WHAT TO DO = Write out the entries below once more, exactly.
Start of LISTED ENTRIES
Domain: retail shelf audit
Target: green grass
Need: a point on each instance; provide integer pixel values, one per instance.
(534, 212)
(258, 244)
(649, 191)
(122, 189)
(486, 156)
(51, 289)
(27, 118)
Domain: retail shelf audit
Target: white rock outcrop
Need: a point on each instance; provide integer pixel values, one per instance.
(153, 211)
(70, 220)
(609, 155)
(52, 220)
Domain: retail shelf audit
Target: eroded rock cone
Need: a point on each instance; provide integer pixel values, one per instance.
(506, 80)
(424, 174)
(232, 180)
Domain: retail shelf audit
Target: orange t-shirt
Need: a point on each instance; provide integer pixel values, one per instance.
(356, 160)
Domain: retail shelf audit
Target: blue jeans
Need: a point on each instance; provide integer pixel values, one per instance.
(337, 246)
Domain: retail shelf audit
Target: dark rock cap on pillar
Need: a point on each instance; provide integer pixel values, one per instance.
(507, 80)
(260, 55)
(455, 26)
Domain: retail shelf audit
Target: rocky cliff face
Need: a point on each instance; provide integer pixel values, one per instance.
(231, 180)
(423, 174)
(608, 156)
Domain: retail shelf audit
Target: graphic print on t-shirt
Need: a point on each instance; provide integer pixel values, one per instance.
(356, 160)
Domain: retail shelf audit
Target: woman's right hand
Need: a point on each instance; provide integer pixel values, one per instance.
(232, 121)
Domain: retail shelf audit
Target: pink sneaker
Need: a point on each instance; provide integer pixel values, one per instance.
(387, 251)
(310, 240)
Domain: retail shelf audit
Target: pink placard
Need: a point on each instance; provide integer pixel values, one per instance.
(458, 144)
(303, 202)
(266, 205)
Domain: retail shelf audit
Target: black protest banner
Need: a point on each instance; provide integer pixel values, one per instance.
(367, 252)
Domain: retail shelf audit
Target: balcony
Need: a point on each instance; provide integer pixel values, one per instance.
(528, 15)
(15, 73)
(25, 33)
End of LISTED ENTRIES
ANSWER TO THE PROBLEM =
Domain: retail shelf audit
Target: green grass
Need: a point on each instance; provide integer pixel values, one per instance.
(534, 212)
(258, 244)
(649, 191)
(122, 189)
(486, 156)
(51, 289)
(27, 118)
Domain: retail shelf audit
Target: white rock outcrop
Need: a point on each instance; provide integer pixel values, one per instance.
(153, 211)
(70, 220)
(609, 155)
(52, 220)
Domain: retail shelf audit
Target: eroded rock cone
Need: a point on each instance; provide integer pixel values, one per instance.
(506, 80)
(424, 174)
(232, 180)
Domain: retail shelf audit
Target: orange t-shirt
Need: a point on each instance; provide integer pixel values, one per instance.
(356, 160)
Domain: retail shelf audit
Target: blue jeans
Need: a point on each instance; provide integer pixel values, one per instance.
(337, 246)
Domain: retail shelf audit
Target: dark rock cap on pillar
Need: a point on each instance; provide integer pixel values, one per instance.
(507, 80)
(260, 55)
(455, 26)
Domain: retail shelf audit
Target: rocky cliff face
Need: a point on each instance; provide integer pixel values, one per instance.
(231, 180)
(423, 174)
(608, 156)
Domain: retail shelf audit
Target: graphic print on t-shirt
Need: a point on each instance; provide integer pixel values, one per instance.
(356, 160)
Domain: retail shelf audit
Target: woman's right hand
Need: a point on each instance; provide integer pixel values, one per instance.
(232, 121)
Domain: retail shelf audit
Target: pink sneaker
Need: a point on each instance; provide integer pixel values, one per instance.
(387, 251)
(310, 240)
Domain: retail shelf audit
Target: pink placard
Need: a point on each instance; provide integer pixel values, one per instance.
(458, 144)
(303, 202)
(266, 205)
Domain: retail shelf audit
Target: black protest banner
Need: a point on each instance; provide integer pixel values, one per instance.
(367, 252)
Domain: retail shelf audit
Target: balcony
Need: a point on each instance; provide integer pixel values, one per instance.
(528, 15)
(15, 73)
(25, 33)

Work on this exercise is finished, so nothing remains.